* WHAT IS EXPECTED *
Write the next part of the excerpt on models of SRK(math) and Lorentz transformations, starting right after its last sentence.

* EXCERPTED TEXT *
THEOREM 1. Any two models of SRK(math), with the same c, are isomorphic. Any
such isomorphism is the identity on the mathematical part (i.e., the
identity on the third sort).
By Theorem 1, we can speak of *THE* model of SRK(math) with a given c, as it
is unique up to isomorphism with respect to the ordered real field. This is
an essential point, which is stronger than mere isomorphism.
Thus for any c > 0, we write SRK(MATH,c) for the unique model (up to
isomorphism) of SRK(math) with constant c. Note the capitalization of MATH
to avoid confusion with the set of axioms, SRK(math).
THEOREM 2. If SRK(MATH,c) and SRK(MATH,d) are isomorphic, then c = d.
THEOREM 3. For c > 0, there is an automorphism of SRK(MATH,c) carrying any
observer to any other observer.
We now discuss the structure of the SRK(MATH,c).
The Lorentz transformations in R x R^3 = R^4 form a well known specific
group of linear transformations from R^4 onto R^4. There are many equivalent
commonly used definitions. One is that it is a linear transformation T:R^4
into R^4 which preserves the Minkowski inner product, and where T(1,0,0,0)
has positive first coordinate.
The Poincare transformations (perhaps not standard terminology) in R x R^3 =
R^4 is the specific group of affine transformations from R^4 onto R^4 of the
form T(x) = S(x) + y, where T is a Lorentz transformation.
The Lorentz group in R x R^3 = R^4 is the group of all Lorentz
transformations in R x R^3 = R^4. The Poincare group in R x R^3 = R^4 is the
group of all Poincare transformations in R x R^3 = R^4.
Note that the Lorentz transformations in R x R^3 = R^4 are exactly the
Poincare transformation in R x R^3 = R^4 that map the origin of R^4 to the
origin of R^4.

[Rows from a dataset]
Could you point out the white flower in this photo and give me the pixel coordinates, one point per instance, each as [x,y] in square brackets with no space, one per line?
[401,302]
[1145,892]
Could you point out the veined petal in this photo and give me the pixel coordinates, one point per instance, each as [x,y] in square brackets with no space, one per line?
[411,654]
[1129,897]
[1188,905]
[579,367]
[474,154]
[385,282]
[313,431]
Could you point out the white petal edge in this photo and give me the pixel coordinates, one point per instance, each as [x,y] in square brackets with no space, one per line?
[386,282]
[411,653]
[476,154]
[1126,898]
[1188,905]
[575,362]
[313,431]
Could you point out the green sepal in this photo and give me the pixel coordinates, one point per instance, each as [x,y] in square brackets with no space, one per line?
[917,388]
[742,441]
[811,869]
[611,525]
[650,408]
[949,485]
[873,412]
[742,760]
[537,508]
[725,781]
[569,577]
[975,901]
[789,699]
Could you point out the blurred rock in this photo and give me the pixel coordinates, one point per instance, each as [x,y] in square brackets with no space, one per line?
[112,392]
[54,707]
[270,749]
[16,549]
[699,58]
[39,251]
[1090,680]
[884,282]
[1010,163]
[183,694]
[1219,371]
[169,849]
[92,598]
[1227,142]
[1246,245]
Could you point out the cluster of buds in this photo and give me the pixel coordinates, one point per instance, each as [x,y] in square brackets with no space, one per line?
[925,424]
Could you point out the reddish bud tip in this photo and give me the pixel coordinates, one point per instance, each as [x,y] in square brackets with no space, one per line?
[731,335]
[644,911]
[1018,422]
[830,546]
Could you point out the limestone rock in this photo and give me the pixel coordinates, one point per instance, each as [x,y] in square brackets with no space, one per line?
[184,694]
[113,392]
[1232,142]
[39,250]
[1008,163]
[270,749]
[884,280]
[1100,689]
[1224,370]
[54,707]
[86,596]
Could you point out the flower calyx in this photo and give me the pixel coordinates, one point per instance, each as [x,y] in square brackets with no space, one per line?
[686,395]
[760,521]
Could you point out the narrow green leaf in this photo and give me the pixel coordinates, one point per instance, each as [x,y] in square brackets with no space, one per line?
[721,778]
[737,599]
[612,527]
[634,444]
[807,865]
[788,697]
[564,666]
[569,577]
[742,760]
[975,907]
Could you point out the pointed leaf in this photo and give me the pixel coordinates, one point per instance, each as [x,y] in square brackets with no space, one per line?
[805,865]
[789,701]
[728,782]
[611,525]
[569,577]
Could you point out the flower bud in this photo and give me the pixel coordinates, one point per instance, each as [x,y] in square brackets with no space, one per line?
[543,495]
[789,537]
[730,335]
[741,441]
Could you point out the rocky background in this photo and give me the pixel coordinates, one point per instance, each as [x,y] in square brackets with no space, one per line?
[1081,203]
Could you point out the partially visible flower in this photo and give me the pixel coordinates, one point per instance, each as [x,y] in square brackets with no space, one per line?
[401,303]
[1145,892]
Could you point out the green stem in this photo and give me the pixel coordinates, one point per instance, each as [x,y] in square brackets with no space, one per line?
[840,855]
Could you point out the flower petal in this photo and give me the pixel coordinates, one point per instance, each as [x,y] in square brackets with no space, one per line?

* FINAL ANSWER *
THEOREM 4. The automorphism group of SRK(MATH,c) is isomorphic to the
Poincare group in R x R^3 = R^4.
We can of course be more explicit about how the Poincare group enters the
picture.
Let M be a model of SRK(MATH,c), and let O and O' be two observers, which
may or may not be distinct. If they are distinct, then they disagree on the
coordinates of some events.
We wish to compare the coordinates of O and O', in the model M. We let
M[O,O'] be the function that transforms O's coordinates to those of O'. So
M[O,O']:R^4 into R^4.
The function M[O,O'] is defined as follows.
Let t,x,y,z be real numbers, thought of as O's coordinates. In the hands of
O, these are the coordinates of a unique event E. Now this event E, in the
hands of O', has coordinates t',x',y',z'.
Thus we set
M[O,O'](t,x,y,z) = (t',x',y',z').
THEOREM 5. In SRK(MATH,1), the functions M[O,O'] are exactly the Poincare
transformations in R x R^3 = R^4. Furthermore, M[O,O''] is the composition
of M[O,O'] and M[O',O''].
For the general case of c > 0, we get what we call the c-Poincare
transformations in R x R^3 = R^4. These are the translates of the c-Lorentz
transformations, where the c-Lorentz transformations are of the form
T(x,y,z,w) =
(T'(cx,y,z,w)_1/c,T'(cx,y,z,w)_2,T'(cx,y,z,w)_3,T'(cx,y,z,w)_4)
where T' is a Lorentz transformation in R x R^3 = R^4.
Here the subscripts 1,2,3,4 indicate the 1st, 2nd, 3rd, 4th coordinates.
Or we can define the c-Poincare transformations in R x R^3 = R^4 directly
using the above equation, where T' is a Poincare transformation.
The c-Lorentz transformations also form a group. In fact, the group of
Lorentz transformations is isomorphic to the group of c-Lorentz
transformations via the defining equation above, where T' is sent to T. The
same for the group of c-Poincare transformations and the Poincare
transformations.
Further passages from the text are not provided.